* **What to work on**
Transcribe all records exactly.

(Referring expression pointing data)
>>
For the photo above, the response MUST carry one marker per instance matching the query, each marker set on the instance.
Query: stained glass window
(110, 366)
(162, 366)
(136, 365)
<<
* **Solution**
For the photo above, the response MUST carry one marker per instance matching the query, each marker set on the instance.
Query: stained glass window
(110, 366)
(162, 366)
(136, 365)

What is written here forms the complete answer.